Required work. Render every line of the listing below as one string in a JSON list, skipping any blank lines.

::::::

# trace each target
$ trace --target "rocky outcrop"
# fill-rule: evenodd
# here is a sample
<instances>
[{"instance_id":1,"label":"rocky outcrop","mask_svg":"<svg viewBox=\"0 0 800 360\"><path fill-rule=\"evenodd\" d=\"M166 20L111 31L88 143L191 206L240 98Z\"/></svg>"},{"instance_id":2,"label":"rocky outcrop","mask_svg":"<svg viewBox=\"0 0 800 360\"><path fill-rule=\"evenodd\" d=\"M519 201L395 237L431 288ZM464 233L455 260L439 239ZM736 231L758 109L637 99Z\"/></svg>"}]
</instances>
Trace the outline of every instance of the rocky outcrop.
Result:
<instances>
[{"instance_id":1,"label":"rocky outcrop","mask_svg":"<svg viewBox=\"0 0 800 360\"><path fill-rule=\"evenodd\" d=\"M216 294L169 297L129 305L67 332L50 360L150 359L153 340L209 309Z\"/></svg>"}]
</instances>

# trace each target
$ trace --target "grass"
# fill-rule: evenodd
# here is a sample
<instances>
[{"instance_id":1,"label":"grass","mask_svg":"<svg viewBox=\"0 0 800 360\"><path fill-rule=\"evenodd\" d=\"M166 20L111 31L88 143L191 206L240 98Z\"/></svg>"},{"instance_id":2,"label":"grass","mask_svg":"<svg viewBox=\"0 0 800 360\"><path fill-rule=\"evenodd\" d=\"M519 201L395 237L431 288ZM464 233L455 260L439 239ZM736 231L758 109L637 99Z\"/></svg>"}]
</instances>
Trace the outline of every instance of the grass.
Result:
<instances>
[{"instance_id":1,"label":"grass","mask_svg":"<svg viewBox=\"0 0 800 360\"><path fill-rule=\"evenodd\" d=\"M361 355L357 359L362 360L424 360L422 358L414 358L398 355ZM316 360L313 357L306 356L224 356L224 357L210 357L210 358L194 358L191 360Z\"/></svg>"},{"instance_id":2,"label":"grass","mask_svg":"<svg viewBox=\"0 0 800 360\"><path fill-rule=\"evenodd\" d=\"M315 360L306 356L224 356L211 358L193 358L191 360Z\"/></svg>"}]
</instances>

::::::

Response to this task.
[
  "# trace each target",
  "$ trace --target \"rocky outcrop\"",
  "# fill-rule: evenodd",
  "# here is a sample",
  "<instances>",
  "[{\"instance_id\":1,\"label\":\"rocky outcrop\",\"mask_svg\":\"<svg viewBox=\\\"0 0 800 360\\\"><path fill-rule=\\\"evenodd\\\" d=\\\"M166 20L111 31L88 143L191 206L240 98Z\\\"/></svg>\"},{\"instance_id\":2,\"label\":\"rocky outcrop\",\"mask_svg\":\"<svg viewBox=\\\"0 0 800 360\\\"><path fill-rule=\\\"evenodd\\\" d=\\\"M519 201L395 237L431 288ZM464 233L455 260L439 239ZM736 231L758 109L637 99Z\\\"/></svg>\"}]",
  "</instances>",
  "Trace the outline of every instance of the rocky outcrop.",
  "Result:",
  "<instances>",
  "[{\"instance_id\":1,\"label\":\"rocky outcrop\",\"mask_svg\":\"<svg viewBox=\\\"0 0 800 360\\\"><path fill-rule=\\\"evenodd\\\" d=\\\"M216 294L169 297L129 305L67 332L50 360L150 359L153 340L209 309Z\\\"/></svg>\"}]",
  "</instances>",
  "# trace each target",
  "$ trace --target \"grass\"",
  "# fill-rule: evenodd",
  "# here is a sample",
  "<instances>",
  "[{\"instance_id\":1,\"label\":\"grass\",\"mask_svg\":\"<svg viewBox=\\\"0 0 800 360\\\"><path fill-rule=\\\"evenodd\\\" d=\\\"M166 20L111 31L88 143L191 206L240 98Z\\\"/></svg>\"},{\"instance_id\":2,\"label\":\"grass\",\"mask_svg\":\"<svg viewBox=\\\"0 0 800 360\\\"><path fill-rule=\\\"evenodd\\\" d=\\\"M519 201L395 237L431 288ZM464 233L455 260L439 239ZM736 231L758 109L637 99Z\\\"/></svg>\"}]",
  "</instances>",
  "Trace the outline of every instance of the grass.",
  "Result:",
  "<instances>",
  "[{\"instance_id\":1,\"label\":\"grass\",\"mask_svg\":\"<svg viewBox=\\\"0 0 800 360\\\"><path fill-rule=\\\"evenodd\\\" d=\\\"M361 355L357 359L362 360L424 360L422 358L414 358L398 355ZM316 360L313 357L306 356L224 356L224 357L210 357L210 358L194 358L191 360Z\\\"/></svg>\"},{\"instance_id\":2,\"label\":\"grass\",\"mask_svg\":\"<svg viewBox=\\\"0 0 800 360\\\"><path fill-rule=\\\"evenodd\\\" d=\\\"M315 360L306 356L224 356L211 358L193 358L191 360Z\\\"/></svg>\"}]",
  "</instances>"
]